*Text block*
>>

Not all those who died after Hillsborough did so by 3 15 pmBMJ 1997; 314 doi: https://doi.org/10.1136/bmj.314.7089.1283 (Published 26 April 1997) Cite this as: BMJ 1997;314:1283
- Ed Walker, Staff grade doctor in accident and emergencya
Editor—In his recent letter David Slater misses the point that my review of the Hillsborough drama was just that—a review of a television programme.1 2 The scene in which he was portrayed speaking to an off duty Liverpool policeman was included in the drama, and this is the reason I referred to it in my article. The veracity of the scene is obviously not something on which I am qualified to comment. Slater says that he approached the witness concerned at the suggestion of the coroner and that he had no clandestine motives. I have no reason to doubt this. I am also pleased to have been educated, in that I have learnt that it is accepted practice for coroners to ask pathologists (whose duties are, as Slater tells us, “to present the pathological facts and findings and offer unbiased opinions that will assist the coroner and jury”) to telephone other witnesses and arrange meetings with them. Until now I had thought that the coroner decided that all those who died had received their fatal injuries by 3 15 pm. Slater states that the coroner's decision was that they were all dead by that time. This would be difficult to refute effectively by anyone who wanted to do so, by virtue of the fact that the victims to whom this applies are indeed dead. Those who survived presumably received different injuries, at different times. It is also a matter of public record that some victims who died in hospital did not die until well after 3 15 pm3—in the extreme case of Tony Bland, death did not occur for several years after that time. I personally, along with many other members of medical staff, was attempting resuscitation on those who subsequently died, but were very much alive, well after 3 15 pm. This is quite simply a matter of fact.

<<

*Task instructions*
(A) According to the Hillsborough letter, why did the writer's article mention the scene in which Slater speaks to an off duty Liverpool policeman?
(B) Name every person identified by name in the Hillsborough letter.

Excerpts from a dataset
>>

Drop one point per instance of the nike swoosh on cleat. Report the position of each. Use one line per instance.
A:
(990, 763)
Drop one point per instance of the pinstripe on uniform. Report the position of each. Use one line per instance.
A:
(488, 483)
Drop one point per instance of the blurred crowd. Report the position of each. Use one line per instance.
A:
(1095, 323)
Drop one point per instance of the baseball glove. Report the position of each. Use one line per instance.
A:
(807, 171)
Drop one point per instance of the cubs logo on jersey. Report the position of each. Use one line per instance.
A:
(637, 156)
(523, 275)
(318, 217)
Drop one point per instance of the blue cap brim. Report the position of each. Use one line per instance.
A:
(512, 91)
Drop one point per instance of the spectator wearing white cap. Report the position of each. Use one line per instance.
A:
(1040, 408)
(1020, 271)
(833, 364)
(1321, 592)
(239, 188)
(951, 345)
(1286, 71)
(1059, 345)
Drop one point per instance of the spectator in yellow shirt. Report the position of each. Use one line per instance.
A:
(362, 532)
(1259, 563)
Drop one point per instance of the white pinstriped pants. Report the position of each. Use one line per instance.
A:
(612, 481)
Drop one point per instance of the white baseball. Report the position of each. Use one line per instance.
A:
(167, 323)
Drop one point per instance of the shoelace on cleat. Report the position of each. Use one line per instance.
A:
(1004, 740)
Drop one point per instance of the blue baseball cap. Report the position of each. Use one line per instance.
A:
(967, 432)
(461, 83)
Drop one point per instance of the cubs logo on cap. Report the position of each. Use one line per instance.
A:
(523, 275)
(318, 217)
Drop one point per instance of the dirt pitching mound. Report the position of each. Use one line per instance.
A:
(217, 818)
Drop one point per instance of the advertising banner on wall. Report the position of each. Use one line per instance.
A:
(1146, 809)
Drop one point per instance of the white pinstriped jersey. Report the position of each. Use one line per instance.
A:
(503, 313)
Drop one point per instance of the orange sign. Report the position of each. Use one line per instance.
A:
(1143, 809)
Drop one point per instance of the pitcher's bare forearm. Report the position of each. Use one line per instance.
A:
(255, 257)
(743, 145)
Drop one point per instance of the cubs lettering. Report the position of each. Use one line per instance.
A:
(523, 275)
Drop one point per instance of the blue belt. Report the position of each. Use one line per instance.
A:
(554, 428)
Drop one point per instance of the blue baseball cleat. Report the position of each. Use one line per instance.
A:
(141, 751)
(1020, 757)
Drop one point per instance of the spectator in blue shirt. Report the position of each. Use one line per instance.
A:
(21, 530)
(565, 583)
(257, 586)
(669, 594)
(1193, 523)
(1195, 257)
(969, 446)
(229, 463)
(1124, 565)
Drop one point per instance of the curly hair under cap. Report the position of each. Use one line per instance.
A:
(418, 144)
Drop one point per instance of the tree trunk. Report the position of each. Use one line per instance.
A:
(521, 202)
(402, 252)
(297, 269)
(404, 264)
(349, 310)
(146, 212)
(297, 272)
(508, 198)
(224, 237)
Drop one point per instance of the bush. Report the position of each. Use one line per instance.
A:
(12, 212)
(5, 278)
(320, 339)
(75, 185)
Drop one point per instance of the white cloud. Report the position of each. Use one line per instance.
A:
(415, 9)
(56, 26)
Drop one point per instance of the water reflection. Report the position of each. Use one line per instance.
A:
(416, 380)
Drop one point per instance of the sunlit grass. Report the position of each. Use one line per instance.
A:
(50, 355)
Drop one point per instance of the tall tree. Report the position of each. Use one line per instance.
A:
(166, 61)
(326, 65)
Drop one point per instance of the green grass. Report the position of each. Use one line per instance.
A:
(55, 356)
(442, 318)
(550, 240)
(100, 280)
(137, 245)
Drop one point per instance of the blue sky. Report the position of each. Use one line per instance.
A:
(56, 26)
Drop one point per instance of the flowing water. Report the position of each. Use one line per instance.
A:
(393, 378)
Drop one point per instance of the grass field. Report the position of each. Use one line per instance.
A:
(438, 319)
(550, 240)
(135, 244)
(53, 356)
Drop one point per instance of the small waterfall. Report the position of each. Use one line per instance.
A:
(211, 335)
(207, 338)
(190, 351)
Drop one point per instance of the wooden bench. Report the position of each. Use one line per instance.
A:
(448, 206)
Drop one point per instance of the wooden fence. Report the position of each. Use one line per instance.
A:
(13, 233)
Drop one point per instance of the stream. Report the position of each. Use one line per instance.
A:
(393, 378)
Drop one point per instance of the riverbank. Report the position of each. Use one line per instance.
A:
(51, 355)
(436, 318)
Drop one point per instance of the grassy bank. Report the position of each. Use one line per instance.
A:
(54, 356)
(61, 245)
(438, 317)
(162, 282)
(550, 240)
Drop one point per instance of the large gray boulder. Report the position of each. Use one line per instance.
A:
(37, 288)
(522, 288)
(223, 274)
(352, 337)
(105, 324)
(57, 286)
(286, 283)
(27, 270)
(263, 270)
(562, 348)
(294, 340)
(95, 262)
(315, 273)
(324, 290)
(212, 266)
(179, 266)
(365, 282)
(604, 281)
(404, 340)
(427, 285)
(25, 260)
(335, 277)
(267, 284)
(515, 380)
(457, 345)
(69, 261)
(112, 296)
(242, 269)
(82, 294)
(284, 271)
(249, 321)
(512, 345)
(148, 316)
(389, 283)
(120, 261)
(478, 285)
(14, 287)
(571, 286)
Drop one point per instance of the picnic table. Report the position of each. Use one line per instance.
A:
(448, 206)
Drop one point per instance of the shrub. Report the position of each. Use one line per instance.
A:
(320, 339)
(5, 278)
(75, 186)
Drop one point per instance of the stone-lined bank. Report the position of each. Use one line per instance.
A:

<<

*Numbered answers*
(A) The scene was included in the drama. The article was a review of that television programme, so the writer referred to it.

(B) Ed Walker, David Slater, Tony Bland